Data provided:
━━━━━━━━━━━━━━━━━━━━━━━━━━━━━━
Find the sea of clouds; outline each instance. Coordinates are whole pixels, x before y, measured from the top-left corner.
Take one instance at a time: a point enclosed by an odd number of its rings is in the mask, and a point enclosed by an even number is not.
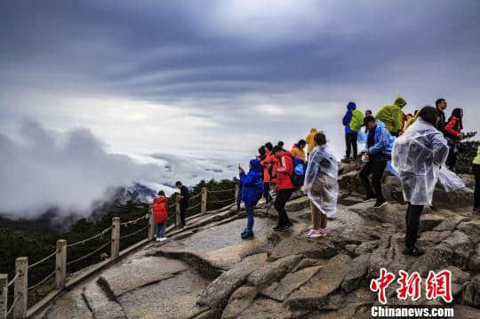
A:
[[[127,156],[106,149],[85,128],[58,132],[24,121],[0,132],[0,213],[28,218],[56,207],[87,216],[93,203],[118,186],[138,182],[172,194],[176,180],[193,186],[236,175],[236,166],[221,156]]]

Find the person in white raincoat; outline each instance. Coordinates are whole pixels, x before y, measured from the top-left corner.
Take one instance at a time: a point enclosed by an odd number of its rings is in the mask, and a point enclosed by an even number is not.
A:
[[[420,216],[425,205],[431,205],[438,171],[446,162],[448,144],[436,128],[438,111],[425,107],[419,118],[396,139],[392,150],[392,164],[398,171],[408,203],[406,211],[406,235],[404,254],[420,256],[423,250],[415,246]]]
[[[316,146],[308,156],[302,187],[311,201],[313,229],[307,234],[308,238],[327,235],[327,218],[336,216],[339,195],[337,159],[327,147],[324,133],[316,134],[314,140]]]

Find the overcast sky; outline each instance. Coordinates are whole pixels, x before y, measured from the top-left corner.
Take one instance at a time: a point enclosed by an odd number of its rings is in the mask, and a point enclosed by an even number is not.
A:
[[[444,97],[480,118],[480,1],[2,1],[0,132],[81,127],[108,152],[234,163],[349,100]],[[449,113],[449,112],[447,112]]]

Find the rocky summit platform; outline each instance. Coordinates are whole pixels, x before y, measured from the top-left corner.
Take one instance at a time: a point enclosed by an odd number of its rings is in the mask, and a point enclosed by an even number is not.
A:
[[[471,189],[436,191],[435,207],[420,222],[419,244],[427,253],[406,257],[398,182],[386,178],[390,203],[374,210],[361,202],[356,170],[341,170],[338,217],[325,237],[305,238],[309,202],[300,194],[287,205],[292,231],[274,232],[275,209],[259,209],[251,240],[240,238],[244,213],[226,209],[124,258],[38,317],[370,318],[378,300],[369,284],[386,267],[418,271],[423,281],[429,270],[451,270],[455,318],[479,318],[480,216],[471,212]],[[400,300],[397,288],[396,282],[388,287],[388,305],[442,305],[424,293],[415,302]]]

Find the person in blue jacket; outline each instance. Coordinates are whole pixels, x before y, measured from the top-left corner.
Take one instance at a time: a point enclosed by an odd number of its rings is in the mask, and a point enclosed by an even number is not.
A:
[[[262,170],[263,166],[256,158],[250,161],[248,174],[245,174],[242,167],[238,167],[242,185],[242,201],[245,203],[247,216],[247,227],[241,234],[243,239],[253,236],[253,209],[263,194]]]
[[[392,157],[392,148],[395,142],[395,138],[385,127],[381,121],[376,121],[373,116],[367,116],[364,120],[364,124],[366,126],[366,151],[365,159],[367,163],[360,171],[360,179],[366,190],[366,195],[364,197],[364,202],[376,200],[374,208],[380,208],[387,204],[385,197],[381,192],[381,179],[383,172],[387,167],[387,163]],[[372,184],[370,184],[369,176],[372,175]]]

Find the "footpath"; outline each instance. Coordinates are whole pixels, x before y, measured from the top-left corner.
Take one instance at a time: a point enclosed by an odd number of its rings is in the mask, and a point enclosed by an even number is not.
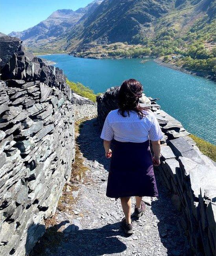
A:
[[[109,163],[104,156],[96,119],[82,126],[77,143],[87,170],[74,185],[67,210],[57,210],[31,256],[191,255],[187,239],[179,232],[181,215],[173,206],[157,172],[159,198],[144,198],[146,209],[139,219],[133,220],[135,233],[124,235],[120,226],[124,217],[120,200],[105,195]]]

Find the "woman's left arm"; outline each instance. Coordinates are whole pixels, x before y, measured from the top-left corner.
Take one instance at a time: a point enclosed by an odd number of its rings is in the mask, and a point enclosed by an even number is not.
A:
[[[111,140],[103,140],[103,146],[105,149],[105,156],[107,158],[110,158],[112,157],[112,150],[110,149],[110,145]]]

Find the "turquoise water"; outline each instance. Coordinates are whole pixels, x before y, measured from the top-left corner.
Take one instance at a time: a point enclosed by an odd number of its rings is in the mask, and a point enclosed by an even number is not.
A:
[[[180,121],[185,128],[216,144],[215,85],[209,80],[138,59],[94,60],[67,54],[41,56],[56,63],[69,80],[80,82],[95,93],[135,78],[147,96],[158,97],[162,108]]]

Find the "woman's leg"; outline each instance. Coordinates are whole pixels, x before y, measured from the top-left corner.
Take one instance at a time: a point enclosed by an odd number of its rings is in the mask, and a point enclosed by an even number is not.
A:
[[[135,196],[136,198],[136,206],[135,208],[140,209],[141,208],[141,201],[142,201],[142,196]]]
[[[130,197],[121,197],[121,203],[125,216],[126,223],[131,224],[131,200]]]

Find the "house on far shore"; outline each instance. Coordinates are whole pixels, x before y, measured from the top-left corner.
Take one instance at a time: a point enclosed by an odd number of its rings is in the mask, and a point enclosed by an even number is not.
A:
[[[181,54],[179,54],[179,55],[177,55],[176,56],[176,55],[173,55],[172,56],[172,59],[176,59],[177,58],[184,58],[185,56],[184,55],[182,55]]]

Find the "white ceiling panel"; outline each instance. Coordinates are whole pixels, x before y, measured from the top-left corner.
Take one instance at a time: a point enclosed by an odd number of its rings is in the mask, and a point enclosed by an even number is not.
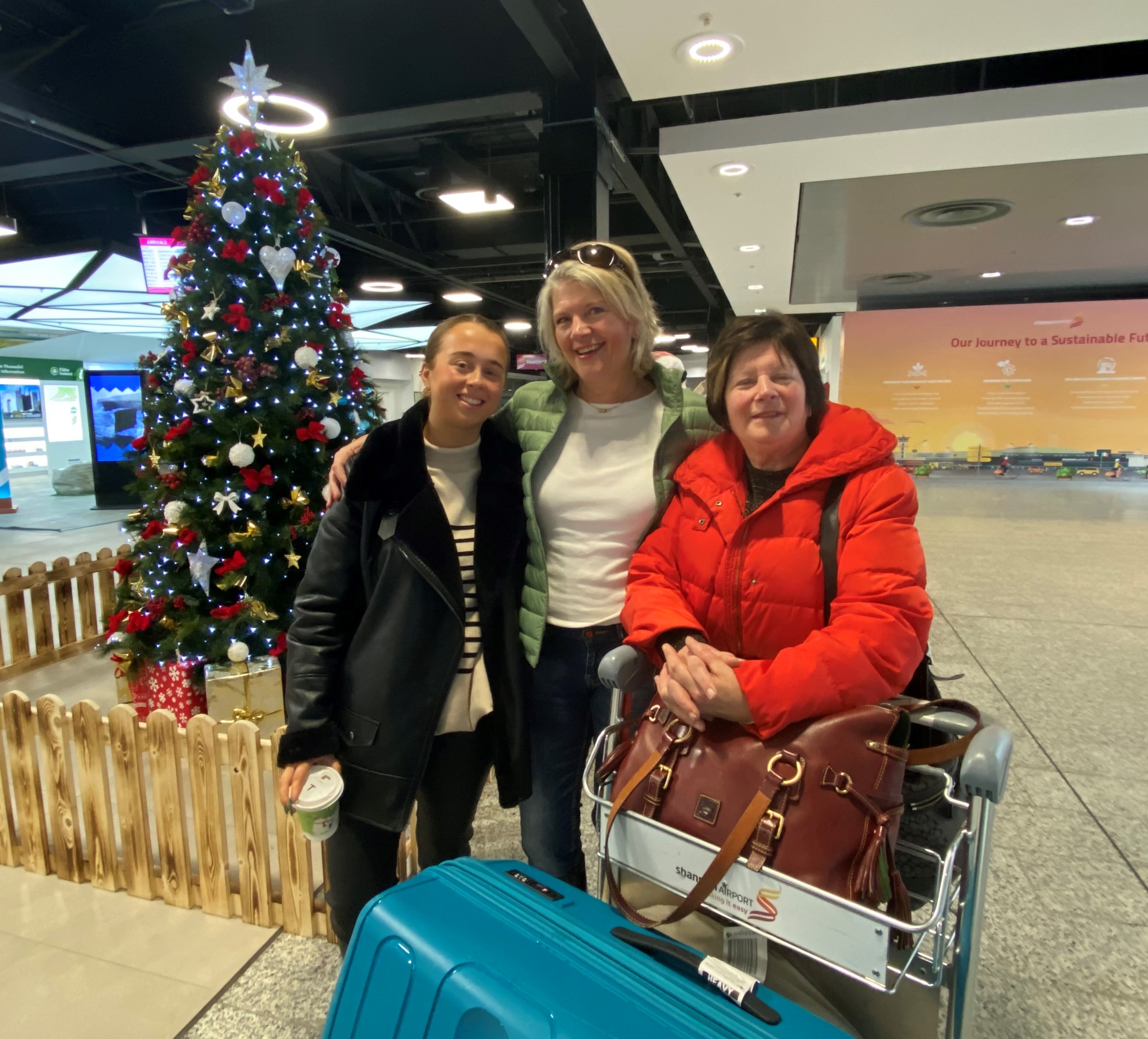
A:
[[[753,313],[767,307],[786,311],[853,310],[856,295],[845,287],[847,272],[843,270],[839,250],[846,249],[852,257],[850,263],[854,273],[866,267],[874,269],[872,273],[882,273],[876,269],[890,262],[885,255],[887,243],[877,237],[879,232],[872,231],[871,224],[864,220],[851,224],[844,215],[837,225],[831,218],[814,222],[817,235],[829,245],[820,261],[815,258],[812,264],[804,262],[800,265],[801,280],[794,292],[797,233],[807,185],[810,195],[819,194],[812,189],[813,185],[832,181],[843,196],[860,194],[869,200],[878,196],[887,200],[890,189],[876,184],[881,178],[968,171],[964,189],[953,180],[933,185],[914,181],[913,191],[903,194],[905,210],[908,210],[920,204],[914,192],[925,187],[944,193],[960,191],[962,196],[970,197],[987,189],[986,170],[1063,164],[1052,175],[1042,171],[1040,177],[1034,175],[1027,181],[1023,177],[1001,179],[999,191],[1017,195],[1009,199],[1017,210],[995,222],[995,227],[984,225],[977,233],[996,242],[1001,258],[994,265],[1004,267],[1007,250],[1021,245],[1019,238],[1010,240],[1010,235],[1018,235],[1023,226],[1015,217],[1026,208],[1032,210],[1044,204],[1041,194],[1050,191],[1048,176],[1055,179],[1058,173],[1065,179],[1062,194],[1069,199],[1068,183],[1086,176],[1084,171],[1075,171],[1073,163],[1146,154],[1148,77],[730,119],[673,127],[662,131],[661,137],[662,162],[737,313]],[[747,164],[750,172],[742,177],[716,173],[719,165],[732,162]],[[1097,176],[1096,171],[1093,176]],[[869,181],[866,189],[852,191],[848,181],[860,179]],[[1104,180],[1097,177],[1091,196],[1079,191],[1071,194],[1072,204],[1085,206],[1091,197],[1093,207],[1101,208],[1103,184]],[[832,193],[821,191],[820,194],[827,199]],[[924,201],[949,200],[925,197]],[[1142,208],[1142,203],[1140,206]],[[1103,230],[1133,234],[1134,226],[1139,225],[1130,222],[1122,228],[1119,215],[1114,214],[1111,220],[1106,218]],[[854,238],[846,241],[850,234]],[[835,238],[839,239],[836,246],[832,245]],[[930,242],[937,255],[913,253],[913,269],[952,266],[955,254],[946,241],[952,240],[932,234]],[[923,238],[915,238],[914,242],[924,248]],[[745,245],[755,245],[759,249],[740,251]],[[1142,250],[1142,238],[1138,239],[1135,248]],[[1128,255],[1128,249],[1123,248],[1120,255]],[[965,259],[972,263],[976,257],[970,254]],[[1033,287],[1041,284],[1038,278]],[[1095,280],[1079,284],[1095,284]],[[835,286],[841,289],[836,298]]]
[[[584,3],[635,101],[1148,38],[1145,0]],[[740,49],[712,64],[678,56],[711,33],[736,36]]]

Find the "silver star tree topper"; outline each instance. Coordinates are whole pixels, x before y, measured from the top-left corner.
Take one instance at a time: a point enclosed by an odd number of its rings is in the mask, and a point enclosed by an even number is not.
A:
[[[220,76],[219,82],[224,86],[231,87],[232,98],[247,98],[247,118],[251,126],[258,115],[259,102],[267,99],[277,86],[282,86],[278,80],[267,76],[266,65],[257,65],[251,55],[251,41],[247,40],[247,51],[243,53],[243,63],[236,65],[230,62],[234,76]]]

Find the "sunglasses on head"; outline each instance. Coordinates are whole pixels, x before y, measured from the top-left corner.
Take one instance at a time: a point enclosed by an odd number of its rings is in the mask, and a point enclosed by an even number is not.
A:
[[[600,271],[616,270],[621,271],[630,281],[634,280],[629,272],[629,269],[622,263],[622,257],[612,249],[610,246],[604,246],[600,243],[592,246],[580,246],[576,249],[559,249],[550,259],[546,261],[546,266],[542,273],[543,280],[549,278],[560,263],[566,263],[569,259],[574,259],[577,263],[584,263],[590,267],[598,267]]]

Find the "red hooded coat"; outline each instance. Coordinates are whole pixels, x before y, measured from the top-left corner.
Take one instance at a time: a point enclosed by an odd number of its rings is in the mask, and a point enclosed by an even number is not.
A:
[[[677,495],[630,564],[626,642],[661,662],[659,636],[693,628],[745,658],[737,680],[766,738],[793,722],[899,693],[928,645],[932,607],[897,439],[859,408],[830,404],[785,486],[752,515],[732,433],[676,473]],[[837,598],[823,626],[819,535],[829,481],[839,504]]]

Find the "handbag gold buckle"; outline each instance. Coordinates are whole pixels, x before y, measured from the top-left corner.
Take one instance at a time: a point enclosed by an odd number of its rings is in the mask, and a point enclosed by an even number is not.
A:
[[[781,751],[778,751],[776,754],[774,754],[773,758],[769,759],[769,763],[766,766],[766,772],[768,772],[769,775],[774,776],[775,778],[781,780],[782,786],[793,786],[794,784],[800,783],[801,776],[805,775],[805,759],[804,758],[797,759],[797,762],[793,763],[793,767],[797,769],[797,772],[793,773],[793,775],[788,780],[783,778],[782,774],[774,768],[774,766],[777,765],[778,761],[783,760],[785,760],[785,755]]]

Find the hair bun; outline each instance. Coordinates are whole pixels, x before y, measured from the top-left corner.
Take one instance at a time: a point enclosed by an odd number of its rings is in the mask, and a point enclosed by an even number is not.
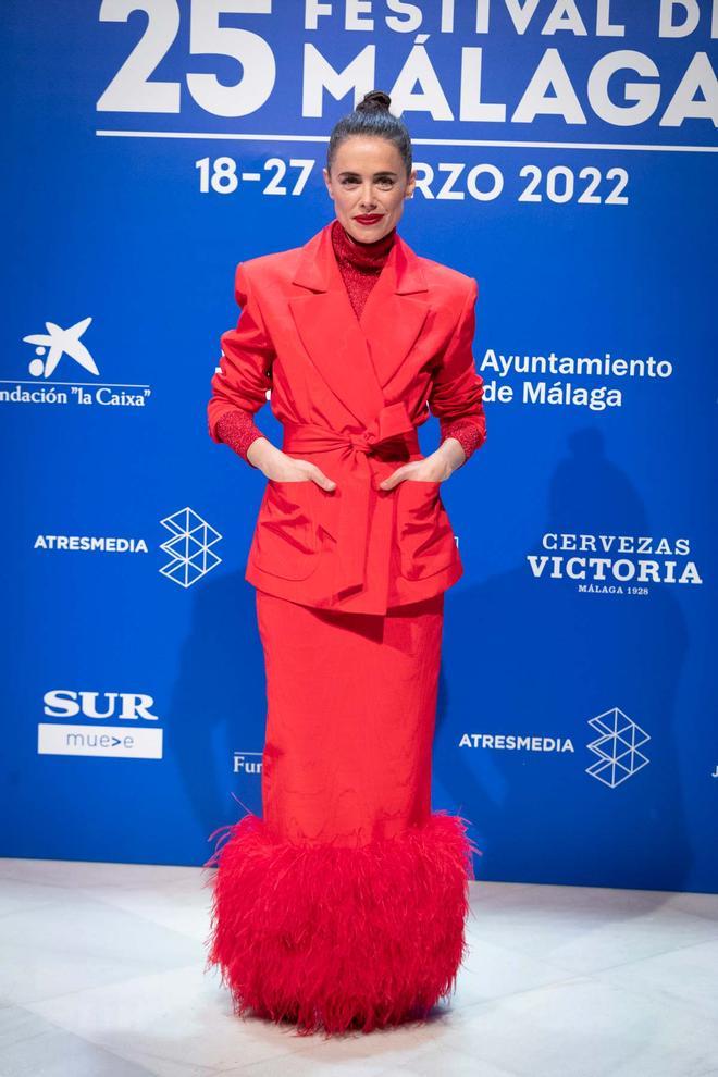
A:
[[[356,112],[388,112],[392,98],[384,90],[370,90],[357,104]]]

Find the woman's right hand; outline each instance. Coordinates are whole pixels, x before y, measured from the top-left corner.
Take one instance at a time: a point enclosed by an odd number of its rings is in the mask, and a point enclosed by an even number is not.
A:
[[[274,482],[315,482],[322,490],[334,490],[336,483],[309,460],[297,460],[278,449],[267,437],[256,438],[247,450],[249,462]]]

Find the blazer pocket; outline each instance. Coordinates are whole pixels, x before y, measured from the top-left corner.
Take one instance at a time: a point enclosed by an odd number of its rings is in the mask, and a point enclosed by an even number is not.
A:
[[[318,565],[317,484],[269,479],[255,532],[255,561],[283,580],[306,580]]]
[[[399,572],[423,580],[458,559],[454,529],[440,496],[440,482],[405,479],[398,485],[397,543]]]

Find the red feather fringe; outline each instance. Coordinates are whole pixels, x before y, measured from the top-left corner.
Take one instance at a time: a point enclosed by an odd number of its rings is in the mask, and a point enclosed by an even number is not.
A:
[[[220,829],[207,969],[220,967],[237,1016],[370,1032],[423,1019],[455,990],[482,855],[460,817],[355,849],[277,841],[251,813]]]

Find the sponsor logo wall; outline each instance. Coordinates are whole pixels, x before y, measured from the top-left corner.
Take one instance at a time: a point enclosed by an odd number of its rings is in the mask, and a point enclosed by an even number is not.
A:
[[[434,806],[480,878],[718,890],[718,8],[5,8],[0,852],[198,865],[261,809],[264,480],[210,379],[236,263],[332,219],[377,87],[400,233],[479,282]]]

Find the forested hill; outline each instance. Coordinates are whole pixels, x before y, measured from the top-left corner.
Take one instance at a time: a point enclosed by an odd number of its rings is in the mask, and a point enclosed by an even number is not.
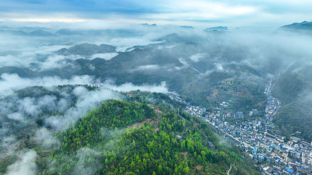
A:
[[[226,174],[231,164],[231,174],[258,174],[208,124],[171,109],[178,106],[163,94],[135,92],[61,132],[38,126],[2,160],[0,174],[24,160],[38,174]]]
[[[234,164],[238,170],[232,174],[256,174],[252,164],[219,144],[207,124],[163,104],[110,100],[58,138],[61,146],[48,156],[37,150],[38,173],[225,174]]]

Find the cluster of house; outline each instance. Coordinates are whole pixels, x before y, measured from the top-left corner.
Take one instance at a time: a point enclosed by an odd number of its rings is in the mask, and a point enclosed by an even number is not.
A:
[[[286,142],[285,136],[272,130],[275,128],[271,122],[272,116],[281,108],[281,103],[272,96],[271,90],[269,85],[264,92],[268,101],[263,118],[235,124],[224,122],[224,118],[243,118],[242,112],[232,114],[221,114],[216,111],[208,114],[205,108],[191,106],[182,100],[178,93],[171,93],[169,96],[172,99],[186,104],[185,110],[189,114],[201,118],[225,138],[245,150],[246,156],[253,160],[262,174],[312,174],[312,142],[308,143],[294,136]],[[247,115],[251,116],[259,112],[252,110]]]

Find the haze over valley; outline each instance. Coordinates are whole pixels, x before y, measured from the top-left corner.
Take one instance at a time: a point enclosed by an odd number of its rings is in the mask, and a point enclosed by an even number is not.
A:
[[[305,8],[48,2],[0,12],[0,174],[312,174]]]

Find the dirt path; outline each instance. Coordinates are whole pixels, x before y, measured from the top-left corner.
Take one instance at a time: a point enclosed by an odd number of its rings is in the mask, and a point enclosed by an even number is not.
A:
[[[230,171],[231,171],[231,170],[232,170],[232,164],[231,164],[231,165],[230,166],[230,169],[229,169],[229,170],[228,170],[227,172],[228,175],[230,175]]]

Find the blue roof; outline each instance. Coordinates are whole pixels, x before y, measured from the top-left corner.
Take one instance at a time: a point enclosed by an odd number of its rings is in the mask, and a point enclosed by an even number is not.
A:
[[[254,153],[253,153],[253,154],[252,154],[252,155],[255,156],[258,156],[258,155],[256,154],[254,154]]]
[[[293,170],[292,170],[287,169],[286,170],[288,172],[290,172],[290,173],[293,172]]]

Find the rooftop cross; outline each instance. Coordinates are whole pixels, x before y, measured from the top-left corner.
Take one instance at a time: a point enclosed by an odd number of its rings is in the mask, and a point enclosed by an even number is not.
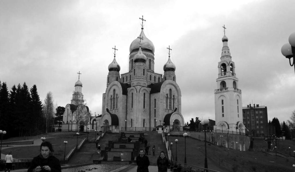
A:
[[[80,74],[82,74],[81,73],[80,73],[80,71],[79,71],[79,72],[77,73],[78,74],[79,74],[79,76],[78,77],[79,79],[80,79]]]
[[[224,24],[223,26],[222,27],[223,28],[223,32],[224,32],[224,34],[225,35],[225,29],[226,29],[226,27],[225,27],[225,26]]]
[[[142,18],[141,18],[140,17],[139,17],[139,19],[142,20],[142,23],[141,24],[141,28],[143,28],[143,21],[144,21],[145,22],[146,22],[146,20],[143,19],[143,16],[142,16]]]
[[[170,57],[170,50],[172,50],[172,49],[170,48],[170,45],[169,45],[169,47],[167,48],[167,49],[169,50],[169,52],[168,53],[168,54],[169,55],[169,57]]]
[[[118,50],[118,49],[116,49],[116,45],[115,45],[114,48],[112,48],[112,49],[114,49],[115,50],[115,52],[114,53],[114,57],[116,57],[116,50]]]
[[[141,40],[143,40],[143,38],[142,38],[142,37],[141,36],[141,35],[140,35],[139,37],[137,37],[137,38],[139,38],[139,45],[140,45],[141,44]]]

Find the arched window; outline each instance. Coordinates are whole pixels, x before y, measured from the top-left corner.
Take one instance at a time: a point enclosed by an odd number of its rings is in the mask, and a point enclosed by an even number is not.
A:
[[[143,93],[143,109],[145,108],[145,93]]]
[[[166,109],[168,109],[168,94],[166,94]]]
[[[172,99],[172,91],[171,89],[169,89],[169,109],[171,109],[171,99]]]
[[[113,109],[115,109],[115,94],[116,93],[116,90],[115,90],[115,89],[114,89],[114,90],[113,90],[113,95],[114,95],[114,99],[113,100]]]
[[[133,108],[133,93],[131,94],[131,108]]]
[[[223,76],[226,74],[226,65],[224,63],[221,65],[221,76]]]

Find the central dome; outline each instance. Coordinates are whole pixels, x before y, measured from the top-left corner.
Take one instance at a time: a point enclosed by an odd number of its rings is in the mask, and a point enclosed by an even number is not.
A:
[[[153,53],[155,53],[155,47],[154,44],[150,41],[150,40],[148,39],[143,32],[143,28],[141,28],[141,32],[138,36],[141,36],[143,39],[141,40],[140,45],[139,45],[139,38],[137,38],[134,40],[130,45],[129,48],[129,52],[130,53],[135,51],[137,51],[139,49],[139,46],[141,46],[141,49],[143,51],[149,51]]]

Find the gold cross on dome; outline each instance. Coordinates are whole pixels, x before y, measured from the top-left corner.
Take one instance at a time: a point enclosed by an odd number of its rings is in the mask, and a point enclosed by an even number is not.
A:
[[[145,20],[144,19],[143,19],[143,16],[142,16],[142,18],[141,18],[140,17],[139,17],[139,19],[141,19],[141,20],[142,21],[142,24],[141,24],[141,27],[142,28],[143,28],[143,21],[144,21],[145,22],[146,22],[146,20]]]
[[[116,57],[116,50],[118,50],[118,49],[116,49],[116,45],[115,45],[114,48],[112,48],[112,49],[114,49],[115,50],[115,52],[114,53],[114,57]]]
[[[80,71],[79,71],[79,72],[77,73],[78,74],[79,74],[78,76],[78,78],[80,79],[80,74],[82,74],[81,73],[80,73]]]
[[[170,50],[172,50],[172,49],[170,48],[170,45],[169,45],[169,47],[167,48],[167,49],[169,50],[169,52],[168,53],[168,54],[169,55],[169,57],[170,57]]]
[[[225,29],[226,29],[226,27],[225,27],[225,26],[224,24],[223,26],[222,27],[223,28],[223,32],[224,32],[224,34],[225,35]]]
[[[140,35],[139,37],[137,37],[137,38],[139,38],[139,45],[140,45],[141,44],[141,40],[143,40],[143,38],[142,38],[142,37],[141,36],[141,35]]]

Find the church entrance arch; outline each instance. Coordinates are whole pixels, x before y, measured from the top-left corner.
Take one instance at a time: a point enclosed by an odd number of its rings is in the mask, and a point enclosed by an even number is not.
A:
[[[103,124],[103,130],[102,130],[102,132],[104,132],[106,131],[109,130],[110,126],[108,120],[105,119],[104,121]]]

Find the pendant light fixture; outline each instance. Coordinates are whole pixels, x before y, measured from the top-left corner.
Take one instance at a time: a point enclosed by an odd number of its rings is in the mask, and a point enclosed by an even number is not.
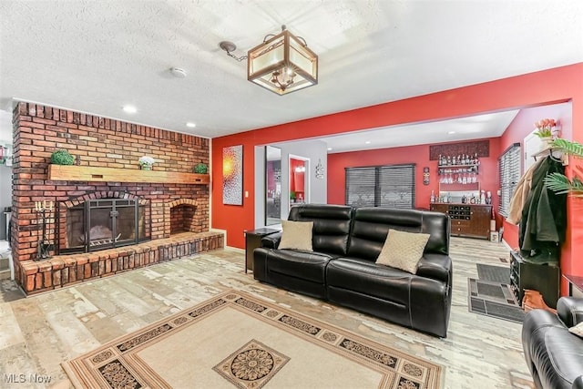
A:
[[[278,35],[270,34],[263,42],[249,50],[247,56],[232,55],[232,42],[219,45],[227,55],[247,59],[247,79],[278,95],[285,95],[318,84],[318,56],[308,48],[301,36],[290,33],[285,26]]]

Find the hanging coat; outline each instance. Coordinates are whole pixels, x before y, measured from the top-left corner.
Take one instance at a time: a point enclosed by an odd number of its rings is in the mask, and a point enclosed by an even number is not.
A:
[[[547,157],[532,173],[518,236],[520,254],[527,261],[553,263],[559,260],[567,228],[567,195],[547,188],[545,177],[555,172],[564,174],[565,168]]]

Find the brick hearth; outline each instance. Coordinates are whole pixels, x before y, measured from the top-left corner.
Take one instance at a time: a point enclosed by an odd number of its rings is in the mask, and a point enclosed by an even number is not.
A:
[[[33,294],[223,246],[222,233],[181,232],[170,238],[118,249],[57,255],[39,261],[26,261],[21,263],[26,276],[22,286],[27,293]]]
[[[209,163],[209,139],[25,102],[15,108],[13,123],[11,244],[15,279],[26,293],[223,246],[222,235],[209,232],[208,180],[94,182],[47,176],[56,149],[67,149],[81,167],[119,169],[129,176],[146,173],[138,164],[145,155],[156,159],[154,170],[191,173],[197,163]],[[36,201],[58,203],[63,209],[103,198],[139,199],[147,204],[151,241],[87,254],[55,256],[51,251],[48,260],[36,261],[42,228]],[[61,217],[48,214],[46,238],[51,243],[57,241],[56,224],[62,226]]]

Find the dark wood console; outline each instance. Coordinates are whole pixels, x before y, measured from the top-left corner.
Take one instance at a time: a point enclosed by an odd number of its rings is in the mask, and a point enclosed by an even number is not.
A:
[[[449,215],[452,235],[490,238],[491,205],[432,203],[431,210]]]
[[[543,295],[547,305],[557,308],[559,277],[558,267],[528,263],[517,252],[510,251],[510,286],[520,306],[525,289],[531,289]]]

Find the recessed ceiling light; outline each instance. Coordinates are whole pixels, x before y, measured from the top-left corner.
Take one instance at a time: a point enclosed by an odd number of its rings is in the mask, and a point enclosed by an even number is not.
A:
━━━━━━━━━━━━━━━━━━━━━━━━━━━━━━
What needs to be done: Rewrite the part of the entries that opens with the line containing "Find the forested" and closes with the line containing "[[[305,8],[48,2],[0,12],[0,174],[312,174]]]", replacing "whole pixels" with "integer pixels" and leaving everything else unchanged. Return only that part, with the pictures left out.

Solution to this exercise:
Find the forested hill; outline each instance. Coordinates are integer pixels, x before y, measured from the top-left corner.
Take one instance at a time: a point enclosed by an odd number of its rings is in the mask, and a point enclosed by an even number is not.
A:
[[[226,174],[231,164],[231,174],[258,174],[208,124],[171,109],[178,106],[163,94],[135,92],[61,132],[38,126],[2,160],[0,174],[24,160],[38,174]]]
[[[234,164],[238,170],[232,174],[256,174],[252,164],[219,144],[207,124],[163,104],[110,100],[58,138],[61,146],[48,156],[37,150],[38,173],[225,174]]]

Find the cluster of house; outline each instance. Coordinates are integer pixels, x before y, measured from the top-left corner.
Take one instance at a time: a point enclosed by an odd number of its rings is in the mask, and a point enclosed by an even number is not.
A:
[[[286,142],[285,136],[272,130],[275,128],[271,122],[272,116],[281,108],[281,103],[272,96],[271,90],[269,85],[264,92],[268,101],[263,118],[235,124],[224,122],[224,118],[243,118],[242,112],[232,114],[221,114],[216,111],[208,114],[205,108],[191,106],[182,100],[178,93],[171,93],[169,96],[172,99],[186,104],[185,110],[189,114],[201,118],[225,138],[245,150],[246,156],[253,160],[262,174],[312,174],[312,142],[308,143],[294,136]],[[247,115],[251,116],[259,112],[252,110]]]

Find the haze over valley; outline each instance. Coordinates are integer pixels, x before y, measured from the top-left corner.
Take one instance at a time: a point enclosed by an odd number of its rings is in the mask, and a point enclosed by an even number is not.
A:
[[[305,8],[48,2],[0,12],[0,174],[312,174]]]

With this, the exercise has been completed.